## TASK STATEMENT
Your job is to set down the listing again exactly as it stands.

## RECORDS FOR PROCESSING
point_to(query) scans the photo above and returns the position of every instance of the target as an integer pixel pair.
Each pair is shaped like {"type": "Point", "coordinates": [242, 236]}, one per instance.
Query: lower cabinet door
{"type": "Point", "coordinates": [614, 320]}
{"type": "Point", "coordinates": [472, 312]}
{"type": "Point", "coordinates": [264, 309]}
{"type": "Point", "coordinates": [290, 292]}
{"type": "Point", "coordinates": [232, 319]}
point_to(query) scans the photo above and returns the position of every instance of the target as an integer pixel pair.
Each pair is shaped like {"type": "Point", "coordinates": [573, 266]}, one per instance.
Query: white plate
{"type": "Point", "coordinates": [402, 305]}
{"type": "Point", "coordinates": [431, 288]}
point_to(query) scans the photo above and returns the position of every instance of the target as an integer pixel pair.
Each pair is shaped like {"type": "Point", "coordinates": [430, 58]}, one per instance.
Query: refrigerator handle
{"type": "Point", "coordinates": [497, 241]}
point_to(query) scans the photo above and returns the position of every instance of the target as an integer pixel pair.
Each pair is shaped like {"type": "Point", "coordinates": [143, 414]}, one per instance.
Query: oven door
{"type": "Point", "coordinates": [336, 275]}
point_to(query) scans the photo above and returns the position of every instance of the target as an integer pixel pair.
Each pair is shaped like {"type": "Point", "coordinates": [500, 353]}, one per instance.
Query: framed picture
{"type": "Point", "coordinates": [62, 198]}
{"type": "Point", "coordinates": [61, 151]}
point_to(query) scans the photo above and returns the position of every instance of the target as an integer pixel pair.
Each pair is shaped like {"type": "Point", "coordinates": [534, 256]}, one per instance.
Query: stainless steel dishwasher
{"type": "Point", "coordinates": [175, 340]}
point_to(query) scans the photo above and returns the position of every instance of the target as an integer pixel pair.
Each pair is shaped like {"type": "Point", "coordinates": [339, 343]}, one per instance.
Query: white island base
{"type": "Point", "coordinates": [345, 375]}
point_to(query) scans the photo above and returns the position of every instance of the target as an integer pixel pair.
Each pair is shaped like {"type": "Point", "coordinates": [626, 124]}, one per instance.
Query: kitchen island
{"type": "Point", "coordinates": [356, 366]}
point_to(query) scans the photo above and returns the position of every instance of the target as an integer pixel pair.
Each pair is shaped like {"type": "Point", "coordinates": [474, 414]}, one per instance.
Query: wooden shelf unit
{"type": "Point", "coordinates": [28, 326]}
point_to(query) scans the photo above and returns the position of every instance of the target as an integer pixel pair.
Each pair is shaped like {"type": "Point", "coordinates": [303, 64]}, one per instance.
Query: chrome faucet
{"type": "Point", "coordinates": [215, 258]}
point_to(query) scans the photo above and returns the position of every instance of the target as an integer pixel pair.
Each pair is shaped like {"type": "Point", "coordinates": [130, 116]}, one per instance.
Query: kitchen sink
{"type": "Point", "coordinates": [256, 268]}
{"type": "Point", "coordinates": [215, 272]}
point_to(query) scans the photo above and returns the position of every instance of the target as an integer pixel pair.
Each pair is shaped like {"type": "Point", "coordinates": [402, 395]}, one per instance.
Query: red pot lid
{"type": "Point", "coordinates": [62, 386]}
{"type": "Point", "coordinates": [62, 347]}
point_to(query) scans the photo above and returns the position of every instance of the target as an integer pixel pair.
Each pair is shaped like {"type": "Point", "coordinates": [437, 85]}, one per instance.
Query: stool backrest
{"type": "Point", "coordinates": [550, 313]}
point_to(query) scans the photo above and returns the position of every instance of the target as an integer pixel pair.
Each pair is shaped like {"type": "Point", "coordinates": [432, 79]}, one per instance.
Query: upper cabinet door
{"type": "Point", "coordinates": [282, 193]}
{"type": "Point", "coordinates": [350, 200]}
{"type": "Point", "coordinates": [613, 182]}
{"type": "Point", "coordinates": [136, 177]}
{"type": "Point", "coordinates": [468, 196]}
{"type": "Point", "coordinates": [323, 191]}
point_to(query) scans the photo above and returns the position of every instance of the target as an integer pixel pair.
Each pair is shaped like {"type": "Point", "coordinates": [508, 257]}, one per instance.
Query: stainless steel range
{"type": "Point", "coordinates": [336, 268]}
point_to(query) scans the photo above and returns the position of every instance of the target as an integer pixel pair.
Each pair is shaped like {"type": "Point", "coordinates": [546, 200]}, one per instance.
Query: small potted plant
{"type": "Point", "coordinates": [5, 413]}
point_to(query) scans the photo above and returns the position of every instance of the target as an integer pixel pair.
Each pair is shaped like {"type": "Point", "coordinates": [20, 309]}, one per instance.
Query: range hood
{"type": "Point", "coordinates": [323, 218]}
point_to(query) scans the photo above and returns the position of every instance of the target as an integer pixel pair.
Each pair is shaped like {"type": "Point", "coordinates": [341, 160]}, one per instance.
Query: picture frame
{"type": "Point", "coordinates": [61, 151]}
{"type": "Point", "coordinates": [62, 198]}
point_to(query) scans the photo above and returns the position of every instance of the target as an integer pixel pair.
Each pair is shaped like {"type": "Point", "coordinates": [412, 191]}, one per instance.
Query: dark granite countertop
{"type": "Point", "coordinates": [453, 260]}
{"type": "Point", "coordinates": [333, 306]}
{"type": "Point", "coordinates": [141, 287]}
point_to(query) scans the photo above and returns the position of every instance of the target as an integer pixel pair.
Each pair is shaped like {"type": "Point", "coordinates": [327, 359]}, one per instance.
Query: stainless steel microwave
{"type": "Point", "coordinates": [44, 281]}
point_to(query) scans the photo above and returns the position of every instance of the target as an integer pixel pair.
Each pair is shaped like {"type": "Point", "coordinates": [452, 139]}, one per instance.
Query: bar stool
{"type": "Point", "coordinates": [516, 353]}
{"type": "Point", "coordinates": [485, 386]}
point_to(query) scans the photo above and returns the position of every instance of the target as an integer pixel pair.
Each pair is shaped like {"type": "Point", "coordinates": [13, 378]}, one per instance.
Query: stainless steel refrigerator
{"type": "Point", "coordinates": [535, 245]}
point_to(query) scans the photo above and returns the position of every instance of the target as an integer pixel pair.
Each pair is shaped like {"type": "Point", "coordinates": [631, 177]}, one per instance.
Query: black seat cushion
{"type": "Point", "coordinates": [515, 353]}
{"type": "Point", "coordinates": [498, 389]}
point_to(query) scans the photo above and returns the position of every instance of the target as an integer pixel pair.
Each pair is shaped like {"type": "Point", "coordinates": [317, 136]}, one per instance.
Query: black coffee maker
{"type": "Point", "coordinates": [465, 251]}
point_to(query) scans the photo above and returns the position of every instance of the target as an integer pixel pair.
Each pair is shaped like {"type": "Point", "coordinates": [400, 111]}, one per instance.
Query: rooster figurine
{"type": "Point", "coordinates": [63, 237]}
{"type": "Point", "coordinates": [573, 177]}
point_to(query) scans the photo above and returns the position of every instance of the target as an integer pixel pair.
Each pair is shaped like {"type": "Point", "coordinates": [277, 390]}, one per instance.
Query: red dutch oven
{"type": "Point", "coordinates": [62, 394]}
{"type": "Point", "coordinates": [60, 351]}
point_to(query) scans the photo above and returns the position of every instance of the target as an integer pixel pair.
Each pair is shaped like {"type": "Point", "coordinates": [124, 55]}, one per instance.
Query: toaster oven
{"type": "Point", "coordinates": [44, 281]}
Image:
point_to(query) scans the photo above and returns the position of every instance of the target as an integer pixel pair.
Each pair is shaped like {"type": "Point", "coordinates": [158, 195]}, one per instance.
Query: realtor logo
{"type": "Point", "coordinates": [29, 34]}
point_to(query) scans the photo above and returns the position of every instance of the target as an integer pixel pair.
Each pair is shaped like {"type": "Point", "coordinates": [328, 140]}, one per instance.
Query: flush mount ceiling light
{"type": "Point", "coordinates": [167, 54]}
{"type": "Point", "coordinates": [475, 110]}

## ANSWER FOR THE TASK
point_to(query) scans the photo above and returns the position of every instance of the target as an integer pixel pair.
Each pair is shaped like {"type": "Point", "coordinates": [242, 236]}, one per instance.
Query: lower cabinet door
{"type": "Point", "coordinates": [614, 320]}
{"type": "Point", "coordinates": [472, 312]}
{"type": "Point", "coordinates": [264, 309]}
{"type": "Point", "coordinates": [290, 292]}
{"type": "Point", "coordinates": [232, 319]}
point_to(query) scans the photo above and returns the position of every instance of the target as an integer pixel pair.
Each pair is shaped like {"type": "Point", "coordinates": [573, 266]}, one per instance.
Query: white plate
{"type": "Point", "coordinates": [402, 305]}
{"type": "Point", "coordinates": [431, 288]}
point_to(query) scans the photo above and returns the position of every instance of the target as an integer pixel pair.
Each pair is shaped like {"type": "Point", "coordinates": [430, 58]}, one per instance.
Query: refrigerator handle
{"type": "Point", "coordinates": [497, 241]}
point_to(query) scans the photo above and returns the position of every instance of the target as an integer pixel pair.
Each pair is shaped like {"type": "Point", "coordinates": [143, 414]}, one per instance.
Query: oven door
{"type": "Point", "coordinates": [336, 275]}
point_to(query) scans the photo above and returns the position of every instance of the target as an integer pixel pair.
Each pair is shaped like {"type": "Point", "coordinates": [500, 353]}, one per instance.
Query: framed picture
{"type": "Point", "coordinates": [62, 198]}
{"type": "Point", "coordinates": [61, 151]}
point_to(query) scans the photo above and returns the position of every instance of the target as an integer pixel pair.
Each pair is shaped like {"type": "Point", "coordinates": [534, 256]}, one per instance.
Query: stainless steel dishwasher
{"type": "Point", "coordinates": [175, 340]}
point_to(query) scans the photo above and returns the position of every instance of the target as an integer pixel pair.
Each pair is shaped like {"type": "Point", "coordinates": [339, 343]}, one per instance.
Query: white island base
{"type": "Point", "coordinates": [345, 375]}
point_to(query) scans the photo above and returns the position of every instance of the target as an integer pixel pair.
Each pair is shaped like {"type": "Point", "coordinates": [626, 124]}, one per instance.
Query: kitchen island
{"type": "Point", "coordinates": [356, 366]}
point_to(query) scans the photo above and returns the position of every instance of the target as an integer pixel pair.
Each pair is shaped like {"type": "Point", "coordinates": [474, 414]}, one per instance.
Query: wooden shelf unit
{"type": "Point", "coordinates": [28, 326]}
point_to(query) scans the photo above and returns the position of every instance of the target as an integer pixel pair.
Each pair is shaped like {"type": "Point", "coordinates": [303, 64]}, one per instance.
Query: chrome faucet
{"type": "Point", "coordinates": [215, 258]}
point_to(query) scans the photo above and returns the position of every instance of the target as an integer pixel pair.
Each pair is shaped like {"type": "Point", "coordinates": [130, 116]}, one per instance.
Query: kitchen sink
{"type": "Point", "coordinates": [256, 268]}
{"type": "Point", "coordinates": [215, 272]}
point_to(query) scans the photo above and returns the position of every instance of the target as an integer pixel pair.
Each pair is shaped like {"type": "Point", "coordinates": [402, 395]}, one per instance.
Query: red pot lid
{"type": "Point", "coordinates": [62, 386]}
{"type": "Point", "coordinates": [62, 347]}
point_to(query) scans the photo above and returns the position of every instance of the target as an integer pixel pair.
Each pair is shaped like {"type": "Point", "coordinates": [437, 85]}, one per instance.
Query: stool backrest
{"type": "Point", "coordinates": [550, 313]}
point_to(query) scans the photo above and returns the position of every instance of the target as an integer pixel pair.
Each pair is shaped like {"type": "Point", "coordinates": [432, 79]}, one per instance.
Query: upper cabinet door
{"type": "Point", "coordinates": [282, 193]}
{"type": "Point", "coordinates": [350, 200]}
{"type": "Point", "coordinates": [613, 182]}
{"type": "Point", "coordinates": [136, 177]}
{"type": "Point", "coordinates": [468, 196]}
{"type": "Point", "coordinates": [323, 191]}
point_to(query) scans the photo above and returns the position of every instance of the target as an integer pixel pair.
Each pair is shaped like {"type": "Point", "coordinates": [508, 257]}, one per instance.
Query: stainless steel range
{"type": "Point", "coordinates": [336, 268]}
point_to(query) scans the photo above and returns the position of every instance of the target as an integer pixel pair.
Each pair is shaped like {"type": "Point", "coordinates": [546, 200]}, one per instance.
Query: small potted plant
{"type": "Point", "coordinates": [5, 413]}
point_to(query) scans the photo above and returns the position of every instance of the target as an integer pixel pair.
Each pair is shaped like {"type": "Point", "coordinates": [20, 309]}, one per instance.
Query: range hood
{"type": "Point", "coordinates": [323, 218]}
point_to(query) scans the photo above and returns the position of every instance of the target as an integer pixel pair.
Each pair is shaped like {"type": "Point", "coordinates": [341, 160]}, one per instance.
Query: picture frame
{"type": "Point", "coordinates": [61, 151]}
{"type": "Point", "coordinates": [62, 198]}
point_to(query) scans the photo above and returns the position of every instance of the target as an integer pixel pair.
Each pair is shaped like {"type": "Point", "coordinates": [412, 191]}, one per instance.
Query: dark granite countertop
{"type": "Point", "coordinates": [453, 260]}
{"type": "Point", "coordinates": [333, 306]}
{"type": "Point", "coordinates": [141, 287]}
point_to(query) scans the photo above and returns the position of every instance of the target as an integer pixel pair.
Each pair is shaped like {"type": "Point", "coordinates": [327, 359]}, one per instance.
Query: stainless steel microwave
{"type": "Point", "coordinates": [44, 281]}
point_to(query) scans the photo above and returns the position of every instance of the target as an integer pixel pair.
Each pair is shaped like {"type": "Point", "coordinates": [452, 139]}, one per instance.
Query: bar stool
{"type": "Point", "coordinates": [516, 353]}
{"type": "Point", "coordinates": [485, 386]}
point_to(query) scans the photo above and returns the position of every instance of the target as an integer pixel pair.
Each pair is shaped like {"type": "Point", "coordinates": [13, 378]}, one per instance.
Query: stainless steel refrigerator
{"type": "Point", "coordinates": [535, 245]}
point_to(query) scans the photo above and returns the position of every instance of the target as an integer pixel pair.
Each pair is shaped like {"type": "Point", "coordinates": [631, 177]}, one per instance.
Query: black seat cushion
{"type": "Point", "coordinates": [515, 353]}
{"type": "Point", "coordinates": [498, 389]}
point_to(query) scans the photo above and returns the position of every instance of the target as an integer pixel pair.
Each pair is shaped like {"type": "Point", "coordinates": [317, 136]}, one per instance.
Query: black coffee maker
{"type": "Point", "coordinates": [465, 251]}
point_to(query) scans the photo above and returns the position of every instance of the target as an integer pixel pair.
Each pair is shaped like {"type": "Point", "coordinates": [400, 111]}, one per instance.
Query: rooster figurine
{"type": "Point", "coordinates": [63, 237]}
{"type": "Point", "coordinates": [573, 177]}
point_to(query) scans the photo above and returns the position of every instance of the target as an integer pixel pair.
Each pair is shaped like {"type": "Point", "coordinates": [277, 390]}, one per instance.
Query: red dutch oven
{"type": "Point", "coordinates": [62, 394]}
{"type": "Point", "coordinates": [60, 351]}
point_to(query) scans the photo above and returns the position of every instance of the target as an integer pixel pair.
Each pair is shaped like {"type": "Point", "coordinates": [124, 55]}, one per instance.
Query: toaster oven
{"type": "Point", "coordinates": [44, 281]}
Image:
point_to(query) scans the photo above and returns the position of every instance of the target as an integer pixel pair.
Each pair is shaped like {"type": "Point", "coordinates": [158, 195]}, one per instance.
Query: realtor logo
{"type": "Point", "coordinates": [29, 34]}
point_to(query) scans the photo above and returns the position of every instance of the target as an integer pixel pair.
Each pair is shaped like {"type": "Point", "coordinates": [328, 140]}, one per instance.
Query: flush mount ceiling light
{"type": "Point", "coordinates": [167, 54]}
{"type": "Point", "coordinates": [475, 110]}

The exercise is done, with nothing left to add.